━━ INPUT MATERIAL ━━

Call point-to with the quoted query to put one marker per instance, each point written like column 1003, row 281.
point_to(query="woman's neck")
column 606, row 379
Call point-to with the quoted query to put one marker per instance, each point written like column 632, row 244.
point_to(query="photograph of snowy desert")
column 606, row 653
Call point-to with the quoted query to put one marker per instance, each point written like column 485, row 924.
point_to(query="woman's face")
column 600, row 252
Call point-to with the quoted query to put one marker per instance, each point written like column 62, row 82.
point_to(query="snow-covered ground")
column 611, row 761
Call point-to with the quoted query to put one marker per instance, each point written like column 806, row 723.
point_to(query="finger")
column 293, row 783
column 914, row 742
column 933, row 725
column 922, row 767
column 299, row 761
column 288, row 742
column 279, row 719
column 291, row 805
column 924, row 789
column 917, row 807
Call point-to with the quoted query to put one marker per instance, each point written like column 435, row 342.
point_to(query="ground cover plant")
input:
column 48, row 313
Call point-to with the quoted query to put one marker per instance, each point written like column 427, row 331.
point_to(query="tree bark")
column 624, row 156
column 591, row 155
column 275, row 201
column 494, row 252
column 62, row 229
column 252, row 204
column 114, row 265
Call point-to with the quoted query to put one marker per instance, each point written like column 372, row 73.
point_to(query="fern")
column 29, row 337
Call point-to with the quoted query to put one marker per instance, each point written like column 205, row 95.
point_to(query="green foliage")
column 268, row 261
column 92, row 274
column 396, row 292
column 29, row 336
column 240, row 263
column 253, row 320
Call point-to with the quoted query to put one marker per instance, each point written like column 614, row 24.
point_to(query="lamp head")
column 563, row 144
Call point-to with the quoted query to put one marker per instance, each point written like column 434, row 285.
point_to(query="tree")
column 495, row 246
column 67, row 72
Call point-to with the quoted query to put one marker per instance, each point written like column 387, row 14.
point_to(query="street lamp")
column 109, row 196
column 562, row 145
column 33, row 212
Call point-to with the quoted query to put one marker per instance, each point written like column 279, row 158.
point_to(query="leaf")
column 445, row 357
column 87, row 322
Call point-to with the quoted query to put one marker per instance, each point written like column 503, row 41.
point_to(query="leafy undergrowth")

━━━

Repeat the records exactly, from the first line up to and including the line with "column 611, row 761".

■ SOLUTION FOR THIS PROBLEM ■
Call point-to with the quoted query to put one marker per instance, each point written like column 1003, row 281.
point_to(query="woman's neck")
column 606, row 379
Call point-to with the quoted query to put one marker per instance, each point written like column 632, row 244.
point_to(query="photograph of snowy desert")
column 606, row 653
Call point-to with the quoted query to put one marker per instance, each point written like column 485, row 924.
point_to(query="woman's face")
column 600, row 252
Call point-to with the quoted query to put one marker per instance, each point written like column 62, row 82.
point_to(query="snow-covered ground")
column 611, row 761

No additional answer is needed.